▸ **Task**:
Show every line in the data below that contains the word "concrete", copying each line in full.

▸ **Given entries**:
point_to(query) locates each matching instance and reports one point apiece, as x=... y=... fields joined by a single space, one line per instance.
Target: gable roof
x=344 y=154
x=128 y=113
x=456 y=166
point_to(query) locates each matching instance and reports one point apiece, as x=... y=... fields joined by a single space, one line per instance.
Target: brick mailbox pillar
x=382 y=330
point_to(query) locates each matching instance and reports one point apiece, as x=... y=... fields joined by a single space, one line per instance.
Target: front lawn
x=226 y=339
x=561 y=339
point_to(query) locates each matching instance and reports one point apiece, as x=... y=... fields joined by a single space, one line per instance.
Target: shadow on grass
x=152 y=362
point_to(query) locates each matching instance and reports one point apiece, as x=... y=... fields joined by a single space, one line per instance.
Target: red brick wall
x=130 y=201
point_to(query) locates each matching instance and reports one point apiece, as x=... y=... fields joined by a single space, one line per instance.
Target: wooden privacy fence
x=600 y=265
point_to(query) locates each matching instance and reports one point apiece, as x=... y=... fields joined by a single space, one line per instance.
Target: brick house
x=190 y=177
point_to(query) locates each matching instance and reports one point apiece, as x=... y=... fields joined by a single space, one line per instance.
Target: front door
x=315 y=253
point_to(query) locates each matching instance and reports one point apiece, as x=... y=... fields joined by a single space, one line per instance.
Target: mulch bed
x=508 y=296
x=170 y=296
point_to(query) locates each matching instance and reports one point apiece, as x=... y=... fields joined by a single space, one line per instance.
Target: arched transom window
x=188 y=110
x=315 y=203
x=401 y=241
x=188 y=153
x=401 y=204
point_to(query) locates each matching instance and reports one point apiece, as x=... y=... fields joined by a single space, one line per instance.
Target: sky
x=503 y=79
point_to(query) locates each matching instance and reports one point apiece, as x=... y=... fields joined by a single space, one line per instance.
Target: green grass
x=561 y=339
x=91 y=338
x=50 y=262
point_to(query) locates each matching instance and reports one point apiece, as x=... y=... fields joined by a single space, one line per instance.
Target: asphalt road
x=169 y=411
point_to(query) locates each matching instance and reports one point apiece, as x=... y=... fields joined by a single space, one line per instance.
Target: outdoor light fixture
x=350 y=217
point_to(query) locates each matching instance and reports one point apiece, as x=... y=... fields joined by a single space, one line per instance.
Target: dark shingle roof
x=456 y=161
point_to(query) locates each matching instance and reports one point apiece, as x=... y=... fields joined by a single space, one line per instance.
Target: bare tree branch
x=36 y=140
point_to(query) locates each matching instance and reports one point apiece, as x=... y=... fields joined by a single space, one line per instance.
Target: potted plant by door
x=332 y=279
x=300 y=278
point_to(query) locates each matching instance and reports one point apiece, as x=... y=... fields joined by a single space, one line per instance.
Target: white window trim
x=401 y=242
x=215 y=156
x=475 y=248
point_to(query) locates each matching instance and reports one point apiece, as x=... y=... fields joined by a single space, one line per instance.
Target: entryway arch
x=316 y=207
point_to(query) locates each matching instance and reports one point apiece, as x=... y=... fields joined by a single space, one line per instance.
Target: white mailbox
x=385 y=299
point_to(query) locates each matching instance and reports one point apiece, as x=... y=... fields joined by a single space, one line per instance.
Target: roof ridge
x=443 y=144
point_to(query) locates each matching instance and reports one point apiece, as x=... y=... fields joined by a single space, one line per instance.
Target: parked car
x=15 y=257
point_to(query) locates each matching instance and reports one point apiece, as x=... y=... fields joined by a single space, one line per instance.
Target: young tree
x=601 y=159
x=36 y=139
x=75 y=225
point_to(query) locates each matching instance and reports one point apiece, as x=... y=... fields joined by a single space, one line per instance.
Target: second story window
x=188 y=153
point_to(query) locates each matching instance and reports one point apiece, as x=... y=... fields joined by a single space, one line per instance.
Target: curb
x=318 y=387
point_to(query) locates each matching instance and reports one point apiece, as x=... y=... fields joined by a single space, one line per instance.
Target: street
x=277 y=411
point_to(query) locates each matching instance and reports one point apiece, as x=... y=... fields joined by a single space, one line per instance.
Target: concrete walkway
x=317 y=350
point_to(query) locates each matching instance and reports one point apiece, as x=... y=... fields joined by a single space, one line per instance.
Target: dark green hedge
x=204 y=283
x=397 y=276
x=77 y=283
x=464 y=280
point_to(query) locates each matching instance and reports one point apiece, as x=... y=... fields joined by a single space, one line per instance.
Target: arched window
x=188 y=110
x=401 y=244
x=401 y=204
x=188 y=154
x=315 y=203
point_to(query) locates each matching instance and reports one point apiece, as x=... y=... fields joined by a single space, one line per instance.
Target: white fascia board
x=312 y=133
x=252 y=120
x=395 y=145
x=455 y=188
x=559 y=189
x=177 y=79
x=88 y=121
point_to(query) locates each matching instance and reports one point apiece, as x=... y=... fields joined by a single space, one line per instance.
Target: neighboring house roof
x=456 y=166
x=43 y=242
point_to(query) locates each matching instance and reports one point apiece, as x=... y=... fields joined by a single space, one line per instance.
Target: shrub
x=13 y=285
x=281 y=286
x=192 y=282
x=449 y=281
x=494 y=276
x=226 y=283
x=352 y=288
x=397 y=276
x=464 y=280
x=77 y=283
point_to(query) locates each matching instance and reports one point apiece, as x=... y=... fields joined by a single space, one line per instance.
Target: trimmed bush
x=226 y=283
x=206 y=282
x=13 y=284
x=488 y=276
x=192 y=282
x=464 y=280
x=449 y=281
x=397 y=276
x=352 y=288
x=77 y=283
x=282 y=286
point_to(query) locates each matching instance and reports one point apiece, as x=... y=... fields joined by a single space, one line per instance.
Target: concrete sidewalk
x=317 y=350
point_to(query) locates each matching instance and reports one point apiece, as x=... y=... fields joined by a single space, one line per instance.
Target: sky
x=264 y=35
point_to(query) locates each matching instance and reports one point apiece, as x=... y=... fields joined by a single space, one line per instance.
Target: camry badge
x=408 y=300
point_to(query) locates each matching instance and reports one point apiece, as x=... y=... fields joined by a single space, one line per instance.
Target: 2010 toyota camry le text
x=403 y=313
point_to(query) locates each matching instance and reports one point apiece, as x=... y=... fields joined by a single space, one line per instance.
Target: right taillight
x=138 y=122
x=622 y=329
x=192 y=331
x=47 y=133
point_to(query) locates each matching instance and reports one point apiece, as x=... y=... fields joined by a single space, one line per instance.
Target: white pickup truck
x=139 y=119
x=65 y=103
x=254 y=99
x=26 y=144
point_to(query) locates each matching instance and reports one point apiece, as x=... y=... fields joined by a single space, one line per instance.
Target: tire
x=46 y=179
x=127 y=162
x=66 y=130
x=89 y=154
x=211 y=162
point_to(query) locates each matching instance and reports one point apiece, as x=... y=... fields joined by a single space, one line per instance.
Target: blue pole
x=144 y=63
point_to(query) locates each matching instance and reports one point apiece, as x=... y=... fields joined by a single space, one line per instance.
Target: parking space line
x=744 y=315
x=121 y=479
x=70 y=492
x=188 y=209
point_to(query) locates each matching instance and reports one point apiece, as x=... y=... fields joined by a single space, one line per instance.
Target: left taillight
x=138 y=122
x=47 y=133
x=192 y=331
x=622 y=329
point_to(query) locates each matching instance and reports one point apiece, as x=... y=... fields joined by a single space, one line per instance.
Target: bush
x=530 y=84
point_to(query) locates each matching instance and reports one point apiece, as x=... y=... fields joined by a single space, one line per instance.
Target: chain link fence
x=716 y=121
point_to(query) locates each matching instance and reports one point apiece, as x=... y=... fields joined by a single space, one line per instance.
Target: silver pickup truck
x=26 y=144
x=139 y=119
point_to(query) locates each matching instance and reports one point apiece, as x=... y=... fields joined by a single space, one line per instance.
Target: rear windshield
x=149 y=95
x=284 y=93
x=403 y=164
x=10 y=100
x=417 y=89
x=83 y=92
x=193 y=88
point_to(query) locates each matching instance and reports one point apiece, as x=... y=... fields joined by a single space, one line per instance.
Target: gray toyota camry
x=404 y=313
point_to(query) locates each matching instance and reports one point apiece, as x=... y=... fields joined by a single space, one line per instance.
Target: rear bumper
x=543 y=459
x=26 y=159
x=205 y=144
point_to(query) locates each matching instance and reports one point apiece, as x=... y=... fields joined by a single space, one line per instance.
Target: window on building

▸ **Task solution**:
Target: concrete walkway
Target: concrete sidewalk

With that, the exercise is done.